> _TEXTE FOURNI_
Au pays de Van Gogh un boulevard Hoffmann

Par Christine Coste · L'ŒIL

Le 23 juin 2014 - 1760 mots

La puissante famille suisse, héritière
de l’entreprise pharmaceutique F. Hoffmann-La Roche, est installée depuis plusieurs générations dans l’antique cité d’Arles qu’elle ambitionne de transformer en capitale mondiale des arts. Une capitale qui sait déjà compter sur un festival de photographie international et des musées de référence.

Cet été arlésien devrait être plus paisible pour Maja Hoffmann, silhouette discrète et familière des lieux. La Fondation Van Gogh, créée par son père Luc Hoffmann et dont elle préside la direction artistique, a ouvert ses portes le 5 avril dernier. Les incertitudes quant à l’implantation au parc des anciens ateliers SNCF de la fondation Luma qu’elle a créée il y a dix ans à Zurich se sont levées les unes après les autres. Après avoir rejeté en 2011 le premier projet de tour olympienne hérissée d’acier de l’architecte canadien Frank Gehry, la Commission nationale des monuments historiques a avalisé la seconde mouture tandis que le Conseil régional cédait cet hiver à l’héritière de l’entreprise pharmaceutique Hoffmann-La Roche les onze hectares du parc des ateliers et ses bâtiments, levant ainsi le dernier obstacle à la création de son projet de vaste campus culturel et artistique interdisciplinaire.

Les déclarations virulentes du directeur des Rencontres de la photographie d’Arles, François Hébel, contre l’implantation globale de la Fondation Luma sur ce site industriel en friche qu’il fut le
premier à investir pour son festival, appartiennent également au passé, tout autant que la levée de bouclier à ses côtés du président des Rencontres, Jean-Noël Jeanneney, et d’une partie de son conseil d’administration dont font partie ses fondateurs, le photographe arlésien Lucien Clergue et l’historien Jean-Maurice Rouquette. Le départ programmé de François Hébel à la fin de l’édition 2014, après sa démission annoncée en 2013 à la suite du refus du ministère de la Culture et des élus locaux de le suivre dans son contre-projet de création d’un centre mondial de la photographie, et la nomination en avril de Sam Stourdzé, directeur du Musée de l’Élysée, pour lui succéder, annoncent d’ailleurs une autre ère pour le festival.

> _LISTE DES TÂCHES_
- A) Recopiez le passage de l'article sur les Hoffmann à Arles qui va de « Par Christine Coste » jusqu'à « musées de référence. ».
- B) Rédigez la suite de l'article sur les Hoffmann à Arles, à partir de sa dernière phrase.

> _Données d'expressions référentielles_

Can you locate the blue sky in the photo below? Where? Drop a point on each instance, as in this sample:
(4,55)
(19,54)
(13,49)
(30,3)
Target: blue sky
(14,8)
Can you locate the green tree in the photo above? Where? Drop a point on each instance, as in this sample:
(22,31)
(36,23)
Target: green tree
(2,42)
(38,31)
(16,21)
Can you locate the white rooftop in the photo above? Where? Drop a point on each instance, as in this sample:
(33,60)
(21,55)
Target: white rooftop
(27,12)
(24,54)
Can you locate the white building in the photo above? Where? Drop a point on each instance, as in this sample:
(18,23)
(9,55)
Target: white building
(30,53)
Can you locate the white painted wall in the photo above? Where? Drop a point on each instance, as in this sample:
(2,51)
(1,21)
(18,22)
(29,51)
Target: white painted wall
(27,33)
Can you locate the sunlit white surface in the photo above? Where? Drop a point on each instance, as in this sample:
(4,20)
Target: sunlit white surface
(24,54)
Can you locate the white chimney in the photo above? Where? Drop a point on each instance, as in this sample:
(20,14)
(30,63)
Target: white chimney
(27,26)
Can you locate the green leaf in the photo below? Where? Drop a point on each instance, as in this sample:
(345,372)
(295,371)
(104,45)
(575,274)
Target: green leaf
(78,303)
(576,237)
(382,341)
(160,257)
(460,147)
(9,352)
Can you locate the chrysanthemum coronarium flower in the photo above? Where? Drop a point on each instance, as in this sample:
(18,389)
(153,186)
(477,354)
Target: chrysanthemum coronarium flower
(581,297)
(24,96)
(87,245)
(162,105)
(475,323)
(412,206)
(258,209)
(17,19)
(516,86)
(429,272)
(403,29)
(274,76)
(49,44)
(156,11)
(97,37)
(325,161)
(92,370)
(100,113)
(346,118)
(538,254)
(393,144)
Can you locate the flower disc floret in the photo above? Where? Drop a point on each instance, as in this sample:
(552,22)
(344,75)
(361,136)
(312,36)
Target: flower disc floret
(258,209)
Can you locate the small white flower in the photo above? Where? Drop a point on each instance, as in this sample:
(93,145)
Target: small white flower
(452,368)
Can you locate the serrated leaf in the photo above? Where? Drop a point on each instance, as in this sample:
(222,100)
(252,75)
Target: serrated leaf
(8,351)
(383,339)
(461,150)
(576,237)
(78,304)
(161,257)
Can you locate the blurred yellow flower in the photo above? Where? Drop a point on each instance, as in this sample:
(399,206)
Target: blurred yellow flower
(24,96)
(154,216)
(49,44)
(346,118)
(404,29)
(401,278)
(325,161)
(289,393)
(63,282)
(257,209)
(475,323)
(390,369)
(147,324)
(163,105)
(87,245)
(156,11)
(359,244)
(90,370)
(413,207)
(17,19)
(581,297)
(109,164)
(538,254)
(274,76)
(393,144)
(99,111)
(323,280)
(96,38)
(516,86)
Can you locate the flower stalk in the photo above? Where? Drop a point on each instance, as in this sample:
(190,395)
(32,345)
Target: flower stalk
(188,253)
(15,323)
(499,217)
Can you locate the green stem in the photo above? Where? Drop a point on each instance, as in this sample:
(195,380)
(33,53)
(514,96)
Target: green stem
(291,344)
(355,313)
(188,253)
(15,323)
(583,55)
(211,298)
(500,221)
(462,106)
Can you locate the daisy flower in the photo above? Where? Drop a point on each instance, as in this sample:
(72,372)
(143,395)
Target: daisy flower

> _RÉPONSES ATTENDUES_
- A)
Par Christine Coste · L'ŒIL

Le 23 juin 2014 - 1760 mots

La puissante famille suisse, héritière
de l’entreprise pharmaceutique F. Hoffmann-La Roche, est installée depuis plusieurs générations dans l’antique cité d’Arles qu’elle ambitionne de transformer en capitale mondiale des arts. Une capitale qui sait déjà compter sur un festival de photographie international et des musées de référence.

- B)
La quinzième fortune européenne
Il est vrai que le rapport de force dans lequel s’étaient lancés ceux qui ont fait d’Arles « le » grand rendez-vous international de la photographie avait peu de chance de se conclure en leur faveur face à la puissance financière, à l’obstination et à l’autorité de Maja Hoffmann, soutenue dès le début par les élus locaux bien résolus à ne pas laisser filer une si belle opportunité de développement économique et touristique du territoire. L’investissement engagé rien que pour la construction de la tour de Gehry, 150 millions d’euros, est à la hauteur de sa fortune liée aux revenus du groupe pharmaceutique créé par l’arrière-grand-père de Maja, Fritz Hoffmann-La Roche (1868-1920). En 2013, les gains totaux du seul portefeuille des membres du pool familial Hoffmann et Oeri, actionnaires à 50,1 % du groupe ont été de 5,4 milliards de francs suisses (4,118 milliards d’euros) selon Bilan, mensuel économique de référence qui, dans son classement des 100 plus grandes fortunes d’Europe, place la famille Hoffmann et Oeri au 15e rang européen et au 1er rang en Suisse. « J’ai souhaité développer ce projet à Arles car je désire que les premiers bénéficiaires en soient les Arlésiens. J’ai grandi ici ; j’avais quinze jours quand je suis arrivée en Camargue », a rappelé Maja Hoffmann lors de la pose de la première pierre de la Fondation Luma le 5 avril dernier, couplée avec l’inauguration la veille de la Fondation Van Gogh où toute la famille Hoffmann venue de Suisse, de Londres et de New York s’était retrouvée au complet pour un week-end de festivités et de discours. Avec en figure tutélaire Luc Hoffmann (né en 1923 à Bâle), le père qui, au sortir de la Seconde Guerre mondiale, a préféré la sauvegarde de la Camargue aux commandes du géant de l’industrie pharmaceutique Hoffmann-La Roche, qui règne sur le marché des vitamines et des anxiolytiques.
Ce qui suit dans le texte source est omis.